== PAGE EXCERPT ==
********************
New York’s Metropolitan Opera has the same function as its Metropolitan Museum of Art: to keep valuable works of the art it is concerned with available for interested members of the public. Its presentation of Berlioz’s Les Troyens in the fall of l973 was, then, analogous to the museum’s putting on view a few years ago, its newly acquired Rembrandt painting, Aristotle Contemplating the Bust of Homer—with one important difference; a large number of other outstanding Rembrandt paintings have been on view at the Metropolitan and other museums of this country and Europe; but Les Troyens, Berlioz’s single masterpiece in its singular grand style remained unperformed anywhere until recently. Rafael Kubelik produced it at Covent Garden in 1957, and as the musical director appointed by Goeran Gentele when he took charge of the Metropolitan in 1972, was responsible for the production there. He was also responsible for the Metropolitan’s presenting again, last fall, another singular masterpiece that it had presented in the ’50s— Musorgsky’s own revised version of his Boris Godunov, as distinguished from the complete recomposition of the work by Rimsky-Korsakov that continues to be performed by most of the world’s opera companies. And he was responsible for the Metropolitan’s presenting again, last fall, for the first time since the ’20s, yet another unusual and impressive work—Janáček’s Jenufa.
********************
== INFORMATION SUPPLIED ==
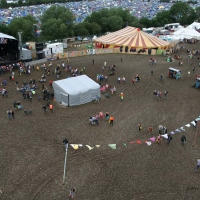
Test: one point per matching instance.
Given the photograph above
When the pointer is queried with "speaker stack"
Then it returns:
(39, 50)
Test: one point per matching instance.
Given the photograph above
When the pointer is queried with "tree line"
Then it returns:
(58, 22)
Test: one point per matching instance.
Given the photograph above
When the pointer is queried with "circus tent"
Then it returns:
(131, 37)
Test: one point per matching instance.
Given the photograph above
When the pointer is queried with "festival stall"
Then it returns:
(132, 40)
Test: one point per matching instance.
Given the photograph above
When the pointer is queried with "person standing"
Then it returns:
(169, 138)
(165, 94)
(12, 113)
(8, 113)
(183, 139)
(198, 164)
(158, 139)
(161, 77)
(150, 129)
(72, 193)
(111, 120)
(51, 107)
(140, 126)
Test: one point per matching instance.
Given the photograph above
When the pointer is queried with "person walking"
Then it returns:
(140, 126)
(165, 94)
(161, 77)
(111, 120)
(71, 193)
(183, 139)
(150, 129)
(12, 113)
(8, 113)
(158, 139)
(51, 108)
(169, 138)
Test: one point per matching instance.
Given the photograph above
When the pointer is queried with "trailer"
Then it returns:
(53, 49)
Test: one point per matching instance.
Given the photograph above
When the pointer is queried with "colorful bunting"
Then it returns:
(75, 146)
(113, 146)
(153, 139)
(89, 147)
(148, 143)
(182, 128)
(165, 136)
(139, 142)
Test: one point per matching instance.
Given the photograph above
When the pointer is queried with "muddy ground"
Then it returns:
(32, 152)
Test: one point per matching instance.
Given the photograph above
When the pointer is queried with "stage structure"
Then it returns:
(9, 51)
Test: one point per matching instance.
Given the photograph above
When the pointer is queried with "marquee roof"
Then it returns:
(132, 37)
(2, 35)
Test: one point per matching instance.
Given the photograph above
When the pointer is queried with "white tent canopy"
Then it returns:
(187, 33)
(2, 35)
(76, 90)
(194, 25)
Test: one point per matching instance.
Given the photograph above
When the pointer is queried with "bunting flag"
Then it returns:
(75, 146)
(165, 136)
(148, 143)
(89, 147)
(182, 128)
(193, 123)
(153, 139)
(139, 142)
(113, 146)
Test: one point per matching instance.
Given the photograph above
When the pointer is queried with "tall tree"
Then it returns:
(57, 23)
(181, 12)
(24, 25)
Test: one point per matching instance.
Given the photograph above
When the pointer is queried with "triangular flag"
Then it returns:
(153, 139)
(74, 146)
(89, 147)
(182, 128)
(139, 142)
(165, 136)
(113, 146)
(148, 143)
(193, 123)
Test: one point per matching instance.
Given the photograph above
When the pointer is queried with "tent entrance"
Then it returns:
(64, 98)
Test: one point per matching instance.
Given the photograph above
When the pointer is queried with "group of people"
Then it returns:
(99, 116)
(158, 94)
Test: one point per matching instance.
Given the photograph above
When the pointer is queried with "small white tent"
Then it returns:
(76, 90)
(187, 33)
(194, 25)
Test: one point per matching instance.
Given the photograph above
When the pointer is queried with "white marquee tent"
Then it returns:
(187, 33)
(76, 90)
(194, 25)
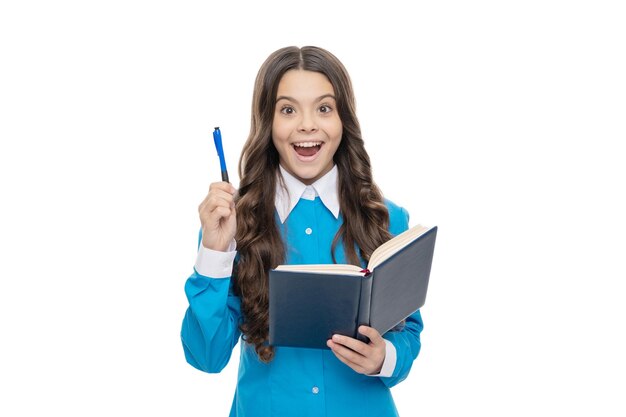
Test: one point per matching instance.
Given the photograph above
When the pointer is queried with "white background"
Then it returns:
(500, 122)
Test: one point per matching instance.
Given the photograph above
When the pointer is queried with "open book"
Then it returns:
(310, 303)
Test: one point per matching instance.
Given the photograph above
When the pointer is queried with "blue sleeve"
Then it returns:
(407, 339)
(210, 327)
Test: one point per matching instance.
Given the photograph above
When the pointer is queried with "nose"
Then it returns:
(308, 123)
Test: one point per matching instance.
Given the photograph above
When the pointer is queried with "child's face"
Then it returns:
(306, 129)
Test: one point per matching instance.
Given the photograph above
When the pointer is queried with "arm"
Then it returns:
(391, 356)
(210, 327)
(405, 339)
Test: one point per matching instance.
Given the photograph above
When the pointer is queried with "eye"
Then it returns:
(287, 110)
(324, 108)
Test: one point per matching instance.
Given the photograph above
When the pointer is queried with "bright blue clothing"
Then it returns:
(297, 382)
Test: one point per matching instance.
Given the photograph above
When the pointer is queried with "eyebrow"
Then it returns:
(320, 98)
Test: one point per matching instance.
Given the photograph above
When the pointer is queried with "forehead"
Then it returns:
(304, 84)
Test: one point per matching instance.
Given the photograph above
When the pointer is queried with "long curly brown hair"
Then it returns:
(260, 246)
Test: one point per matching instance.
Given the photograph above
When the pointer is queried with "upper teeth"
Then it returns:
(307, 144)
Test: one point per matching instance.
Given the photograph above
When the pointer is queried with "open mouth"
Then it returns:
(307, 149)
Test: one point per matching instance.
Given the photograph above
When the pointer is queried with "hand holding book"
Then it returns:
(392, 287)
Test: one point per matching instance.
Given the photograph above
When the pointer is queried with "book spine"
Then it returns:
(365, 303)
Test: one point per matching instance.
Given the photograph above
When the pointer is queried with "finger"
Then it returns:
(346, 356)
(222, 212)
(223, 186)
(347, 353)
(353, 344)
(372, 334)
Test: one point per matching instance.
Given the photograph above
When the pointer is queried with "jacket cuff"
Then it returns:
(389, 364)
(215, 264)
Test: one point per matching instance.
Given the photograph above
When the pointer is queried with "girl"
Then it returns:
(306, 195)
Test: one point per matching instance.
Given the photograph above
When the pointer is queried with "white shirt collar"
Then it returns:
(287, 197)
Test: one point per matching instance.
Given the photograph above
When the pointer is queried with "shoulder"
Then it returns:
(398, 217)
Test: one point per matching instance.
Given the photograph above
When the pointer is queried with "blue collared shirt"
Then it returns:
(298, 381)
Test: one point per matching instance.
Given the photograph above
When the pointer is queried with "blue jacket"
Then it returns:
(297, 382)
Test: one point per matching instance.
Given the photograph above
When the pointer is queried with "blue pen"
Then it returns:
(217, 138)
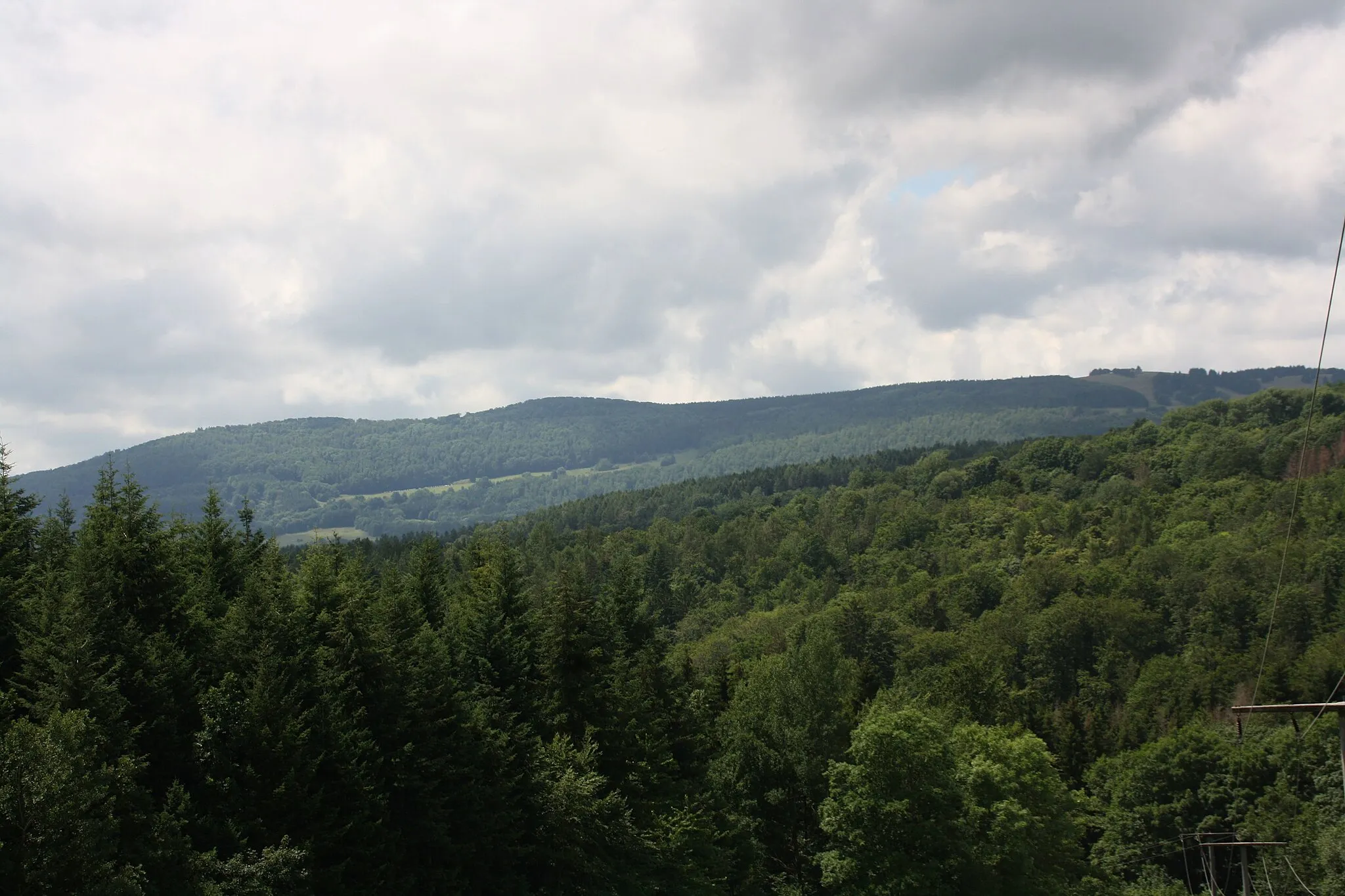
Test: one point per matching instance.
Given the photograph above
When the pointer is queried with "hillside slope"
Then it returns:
********************
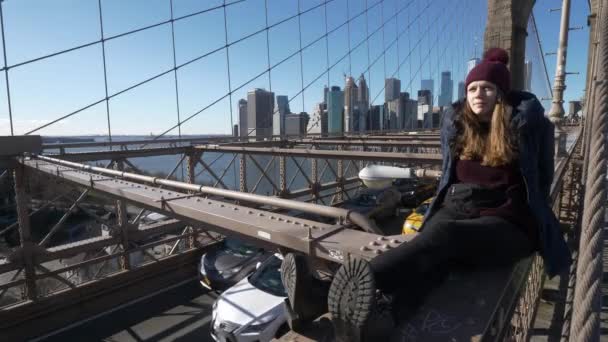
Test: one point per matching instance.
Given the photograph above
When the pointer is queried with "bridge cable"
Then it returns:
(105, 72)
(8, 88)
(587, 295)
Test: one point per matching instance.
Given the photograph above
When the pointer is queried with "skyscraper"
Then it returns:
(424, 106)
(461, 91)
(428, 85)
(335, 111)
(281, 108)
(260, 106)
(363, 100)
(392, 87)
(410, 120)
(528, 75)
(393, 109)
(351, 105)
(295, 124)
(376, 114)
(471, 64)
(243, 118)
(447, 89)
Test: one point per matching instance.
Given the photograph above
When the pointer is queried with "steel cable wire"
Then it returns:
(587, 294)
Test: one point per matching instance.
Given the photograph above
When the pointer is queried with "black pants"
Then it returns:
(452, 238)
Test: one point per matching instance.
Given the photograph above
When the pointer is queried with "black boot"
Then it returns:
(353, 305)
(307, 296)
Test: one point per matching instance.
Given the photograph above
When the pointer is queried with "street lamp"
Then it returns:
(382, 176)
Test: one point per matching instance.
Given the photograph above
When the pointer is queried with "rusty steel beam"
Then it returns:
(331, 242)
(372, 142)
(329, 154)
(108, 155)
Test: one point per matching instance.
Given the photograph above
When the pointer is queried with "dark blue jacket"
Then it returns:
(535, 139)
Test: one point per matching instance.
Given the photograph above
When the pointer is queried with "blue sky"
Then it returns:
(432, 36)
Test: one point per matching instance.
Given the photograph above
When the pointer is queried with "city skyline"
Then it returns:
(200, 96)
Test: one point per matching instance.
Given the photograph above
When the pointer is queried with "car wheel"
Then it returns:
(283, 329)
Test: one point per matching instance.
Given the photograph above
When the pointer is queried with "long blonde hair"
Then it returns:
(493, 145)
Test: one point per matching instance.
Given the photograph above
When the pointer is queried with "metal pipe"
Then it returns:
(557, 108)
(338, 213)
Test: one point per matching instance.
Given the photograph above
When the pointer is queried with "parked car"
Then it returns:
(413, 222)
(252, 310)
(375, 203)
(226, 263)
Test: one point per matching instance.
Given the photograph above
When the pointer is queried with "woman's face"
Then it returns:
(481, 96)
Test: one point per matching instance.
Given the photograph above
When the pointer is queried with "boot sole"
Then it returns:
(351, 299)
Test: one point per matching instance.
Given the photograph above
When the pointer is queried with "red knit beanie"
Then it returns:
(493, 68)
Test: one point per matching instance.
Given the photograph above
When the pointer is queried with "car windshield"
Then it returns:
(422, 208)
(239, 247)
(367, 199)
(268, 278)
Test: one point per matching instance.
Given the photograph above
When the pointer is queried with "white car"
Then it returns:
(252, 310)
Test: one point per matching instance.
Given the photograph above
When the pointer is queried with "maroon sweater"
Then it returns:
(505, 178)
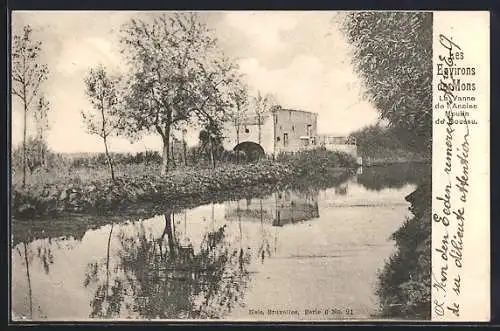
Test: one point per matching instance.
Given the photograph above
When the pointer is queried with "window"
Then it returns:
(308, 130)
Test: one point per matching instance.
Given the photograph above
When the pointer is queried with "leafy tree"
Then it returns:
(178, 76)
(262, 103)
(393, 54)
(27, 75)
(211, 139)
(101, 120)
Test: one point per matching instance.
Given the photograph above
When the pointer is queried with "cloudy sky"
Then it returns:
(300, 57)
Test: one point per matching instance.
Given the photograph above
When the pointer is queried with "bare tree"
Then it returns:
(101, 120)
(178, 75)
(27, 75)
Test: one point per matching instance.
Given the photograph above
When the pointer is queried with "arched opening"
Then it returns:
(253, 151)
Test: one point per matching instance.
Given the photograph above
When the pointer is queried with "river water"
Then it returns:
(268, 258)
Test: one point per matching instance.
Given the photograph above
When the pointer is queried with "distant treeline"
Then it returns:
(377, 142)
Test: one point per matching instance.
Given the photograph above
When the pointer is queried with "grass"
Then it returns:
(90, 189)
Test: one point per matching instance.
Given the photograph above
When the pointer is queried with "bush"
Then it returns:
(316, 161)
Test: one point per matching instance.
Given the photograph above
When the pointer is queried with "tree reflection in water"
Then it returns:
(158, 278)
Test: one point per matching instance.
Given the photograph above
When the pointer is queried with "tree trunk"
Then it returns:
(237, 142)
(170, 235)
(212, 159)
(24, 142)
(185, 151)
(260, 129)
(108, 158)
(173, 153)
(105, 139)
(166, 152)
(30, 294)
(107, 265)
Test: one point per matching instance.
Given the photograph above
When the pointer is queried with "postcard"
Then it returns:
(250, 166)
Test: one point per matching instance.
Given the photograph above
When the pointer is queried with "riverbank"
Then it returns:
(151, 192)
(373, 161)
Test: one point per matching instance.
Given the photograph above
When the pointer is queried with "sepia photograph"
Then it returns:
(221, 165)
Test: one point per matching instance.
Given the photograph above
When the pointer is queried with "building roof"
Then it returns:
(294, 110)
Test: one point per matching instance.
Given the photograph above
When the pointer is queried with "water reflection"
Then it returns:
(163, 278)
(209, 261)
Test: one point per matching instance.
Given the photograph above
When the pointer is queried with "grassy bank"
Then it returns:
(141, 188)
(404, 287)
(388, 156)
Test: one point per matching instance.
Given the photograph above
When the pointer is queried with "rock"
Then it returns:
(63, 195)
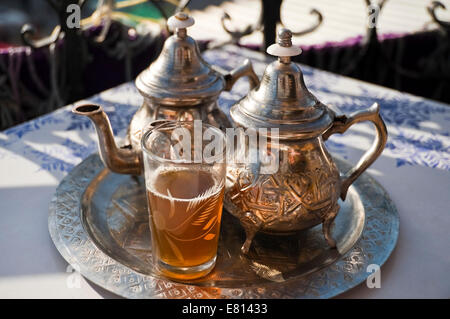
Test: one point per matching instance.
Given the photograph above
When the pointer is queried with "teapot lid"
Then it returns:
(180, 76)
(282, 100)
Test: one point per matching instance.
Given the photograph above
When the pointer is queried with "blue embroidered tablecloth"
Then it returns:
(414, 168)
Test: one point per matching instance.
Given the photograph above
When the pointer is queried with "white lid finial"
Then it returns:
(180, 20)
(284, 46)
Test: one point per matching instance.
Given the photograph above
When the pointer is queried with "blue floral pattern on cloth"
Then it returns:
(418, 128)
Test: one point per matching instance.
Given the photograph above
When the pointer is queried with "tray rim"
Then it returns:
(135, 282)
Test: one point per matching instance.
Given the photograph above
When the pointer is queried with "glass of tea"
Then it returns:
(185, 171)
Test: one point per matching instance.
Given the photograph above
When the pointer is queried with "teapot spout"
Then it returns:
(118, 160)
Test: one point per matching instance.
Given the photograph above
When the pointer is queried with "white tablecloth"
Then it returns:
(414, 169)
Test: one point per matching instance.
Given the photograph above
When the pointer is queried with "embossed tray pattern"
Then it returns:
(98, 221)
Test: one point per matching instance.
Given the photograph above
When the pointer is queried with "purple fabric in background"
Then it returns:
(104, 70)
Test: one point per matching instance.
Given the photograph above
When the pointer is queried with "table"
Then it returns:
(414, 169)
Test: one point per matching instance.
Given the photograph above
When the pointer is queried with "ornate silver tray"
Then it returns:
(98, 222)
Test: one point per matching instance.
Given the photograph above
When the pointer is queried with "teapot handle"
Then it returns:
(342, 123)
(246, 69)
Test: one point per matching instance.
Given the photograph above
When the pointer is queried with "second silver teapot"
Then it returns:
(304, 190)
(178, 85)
********************
== SET OF TASKS ==
(1) According to the opera essay, who produced Les Troyens at Covent Garden in 1957?
(2) Identify every line in the entries that contains the word "teapot", and copy each of those lines.

== ANSWERS FOR THE TASKS ==
(1) Rafael Kubelik

(2)
When the pointer is queried with "teapot lid"
When the pointer is queried with "teapot spout"
When the pointer is queried with "teapot handle"
When the pointer is queried with "second silver teapot"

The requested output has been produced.